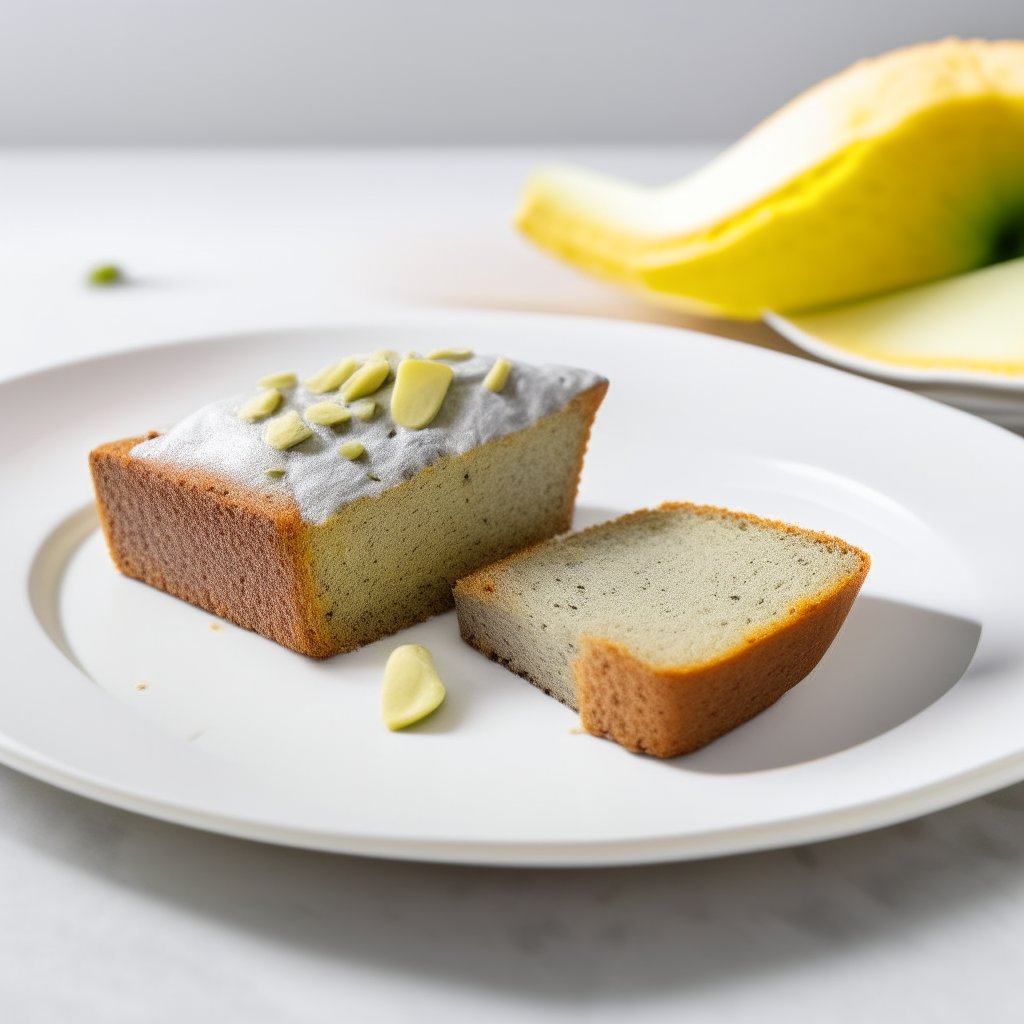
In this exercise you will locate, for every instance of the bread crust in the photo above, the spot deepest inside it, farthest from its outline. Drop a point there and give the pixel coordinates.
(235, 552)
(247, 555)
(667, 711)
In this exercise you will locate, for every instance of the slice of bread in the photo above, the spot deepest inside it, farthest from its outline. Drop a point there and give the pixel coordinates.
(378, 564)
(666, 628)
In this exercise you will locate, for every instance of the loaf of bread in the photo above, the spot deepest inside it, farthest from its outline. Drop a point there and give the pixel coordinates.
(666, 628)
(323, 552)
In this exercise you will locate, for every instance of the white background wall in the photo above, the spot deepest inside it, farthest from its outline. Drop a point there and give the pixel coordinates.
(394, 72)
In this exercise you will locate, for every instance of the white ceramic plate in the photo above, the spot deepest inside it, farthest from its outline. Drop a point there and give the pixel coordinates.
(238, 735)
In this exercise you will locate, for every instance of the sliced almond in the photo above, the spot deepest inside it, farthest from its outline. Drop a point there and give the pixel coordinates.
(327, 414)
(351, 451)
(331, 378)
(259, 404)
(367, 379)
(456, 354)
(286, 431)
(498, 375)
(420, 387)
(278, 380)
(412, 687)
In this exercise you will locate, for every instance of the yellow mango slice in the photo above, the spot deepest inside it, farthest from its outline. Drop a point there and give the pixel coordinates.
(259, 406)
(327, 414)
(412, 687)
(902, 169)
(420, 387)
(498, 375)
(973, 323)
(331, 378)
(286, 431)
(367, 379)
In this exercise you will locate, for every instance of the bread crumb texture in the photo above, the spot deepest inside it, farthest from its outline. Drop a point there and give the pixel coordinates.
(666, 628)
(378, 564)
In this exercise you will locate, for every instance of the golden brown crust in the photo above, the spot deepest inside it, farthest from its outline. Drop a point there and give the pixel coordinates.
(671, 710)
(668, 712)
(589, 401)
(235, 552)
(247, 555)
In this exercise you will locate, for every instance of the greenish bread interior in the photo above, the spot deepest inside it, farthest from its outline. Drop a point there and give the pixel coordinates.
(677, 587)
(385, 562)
_ _ _
> [WHAT TO DO]:
Please, without any pictures, retype the records exactly as they appear.

> [EXERCISE SOLUTION]:
In this exercise you will locate, for every instance of the bread crust in the photo above, the spot deepest inside it, farthest from its outline. Drop a point there and give the pixel coordinates.
(235, 552)
(247, 555)
(667, 711)
In this exercise you will locate, for every instance of the slice of bread in the photo above, the spot deepest inside it, farthest from its outline. Drop a point there and give the pixel coordinates.
(378, 564)
(666, 628)
In this exercise you will locate, for every instance of the loaf of bread in the photo above, the spot deepest inside it, farthest from its outline. Drop a point there and give the pixel coordinates.
(666, 628)
(323, 552)
In this exercise you will locate, for every instance of the white background wall in the photo above, the spot deepest inside it, farthest from its outline. Drop a point there and give the pixel coordinates.
(394, 72)
In this exercise you will locate, for every instance of the white ceramic plate in the photo above, the spot deepest inside it, farthest from its outline. Drop a point there and give the pixel coordinates.
(238, 735)
In this exercise you will locate, for every instance of the sliced almond in the photo above, the spot deepest inside it, farthest from its outline. Drop a point there and give the pixel coordinates.
(327, 414)
(351, 451)
(331, 378)
(259, 404)
(367, 379)
(456, 354)
(286, 431)
(498, 375)
(420, 387)
(278, 380)
(412, 687)
In this exercise you will locate, for every instance of the yellow mango slice in the photo above, the spot deepest inside it, farthest from its outline. Drop a point there and give the pixel coordinates.
(259, 406)
(327, 414)
(412, 687)
(902, 169)
(420, 387)
(498, 375)
(973, 323)
(331, 378)
(286, 431)
(367, 379)
In this exercise you will locate, for every instance of the bread crumb texture in the photo above, the spot deepest inside it, farthest from its outline. Drop a point there and give the pixel coordinates.
(666, 628)
(378, 564)
In this exercise you will locate, for every instance of the golden brown crust in the photo above, the spot deepest inside it, farthest from its outline. Drop a point there and give the pixel coordinates.
(671, 710)
(668, 712)
(589, 401)
(235, 552)
(247, 555)
In this exercise you will locate, for every instance of the greenish bread interior in the photo above, the spot deepest inside it, farthest from its outline. Drop a point there and give the pixel coordinates.
(677, 587)
(385, 562)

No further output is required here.